Missa na Catedral da Sé reuniu 500 pessoas na sexta-feira (15)
Quarenta anos depois de ser preso e torturado até a morte nos porões da ditadura de 1964, o estudante do quarto ano de Geologia da Universidade de São Paulo (USP) Alexandre Vanucchi Leme vive. Na sexta-feira (15), uma missa celebrada por Dom Angélico Sandalo Bernadino, com a presença de Frei Betto, reuniu cerca de 500 pessoas na Catedral da Sé para prestar uma homenagem a Alexandre e sua família, e manter viva a luta pela completa democratização do país – o ideal do estudante.No dia 16 de março de 1973, por volta das 11 horas da manhã, agentes da Operação Bandeirante (OBAN) / DOI-Codi – centro de informações e investigação montado pelo Exército brasileiro em 1969 para combater as organizações de esquerda – capturaram o estudante, acusado de integrar a cúpula da Ação Libertadora Nacional (ALN), de Carlos Marighella.

● Dados exibidos:
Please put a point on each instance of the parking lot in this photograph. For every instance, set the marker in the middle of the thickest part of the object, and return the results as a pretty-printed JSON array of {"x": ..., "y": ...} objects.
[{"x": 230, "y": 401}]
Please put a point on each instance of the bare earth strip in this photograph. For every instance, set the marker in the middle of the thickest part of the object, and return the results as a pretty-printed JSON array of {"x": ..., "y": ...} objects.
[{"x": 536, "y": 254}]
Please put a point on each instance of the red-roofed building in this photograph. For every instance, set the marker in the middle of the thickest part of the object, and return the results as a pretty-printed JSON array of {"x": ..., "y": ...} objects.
--
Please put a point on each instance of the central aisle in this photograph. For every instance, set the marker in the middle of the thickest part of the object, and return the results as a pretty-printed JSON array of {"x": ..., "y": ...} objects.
...
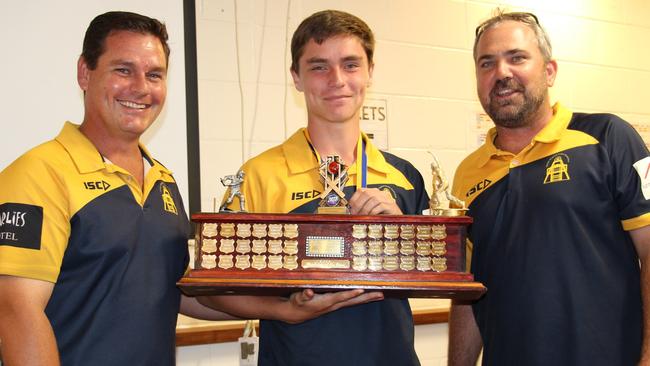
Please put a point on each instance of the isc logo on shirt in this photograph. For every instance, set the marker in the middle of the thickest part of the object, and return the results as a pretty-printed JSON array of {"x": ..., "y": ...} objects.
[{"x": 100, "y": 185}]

● Requisitos da tarefa: Continue a reportagem sobre a missa em memória de Alexandre Vanucchi Leme a partir da última frase apresentada.

● Resposta escrita:
Movimento Estudantil
Alexandre, à época com 22 anos, destacava-se no movimento estudantil pela sua capacidade intelectual. Ele foi levado para as dependências do DOI-Codi, na Rccua Tutoia, no bairro do Paraíso, em São Paulo, onde passou por duas sessões de tortura comandadas pelo chefe daquele departamento, o então major Carlos Alberto Brilhante Ustra. A notícia da sua morte foi divulgada pelos jornais no dia 23 de março, apresentando a versão de que “um audacioso terrorista havia sido atropelado por um caminhão enquanto tentava escapar de um cerco policial no Brás.” A farsa montada pela repressão chocou provocou a reação de setores da sociedade civil. No dia 30 de março de 1973, realizou-se uma missa em homenagem a Alexandre, na Sé, celebrada pelo o cardeal arcebispo de São Paulo, Dom Paulo Evaristo Arns. Apesar da formação de diversos bloqueios dos agentes do DOI-Codi, cerca de 3 mil pessoas compareceram à Catedral.
Greve
Segundo o ex-ministro dos Direitos Humanos, Paulo Vanucchi, primo de Alexandre, a diferença desse caso para inúmeros outros anteriores foi que, mesmo com todo o terror do regime político daquela época, os estudantes de Geologia, quando souberam da notícia, decidiram paralisar as aulas e fazer uma greve.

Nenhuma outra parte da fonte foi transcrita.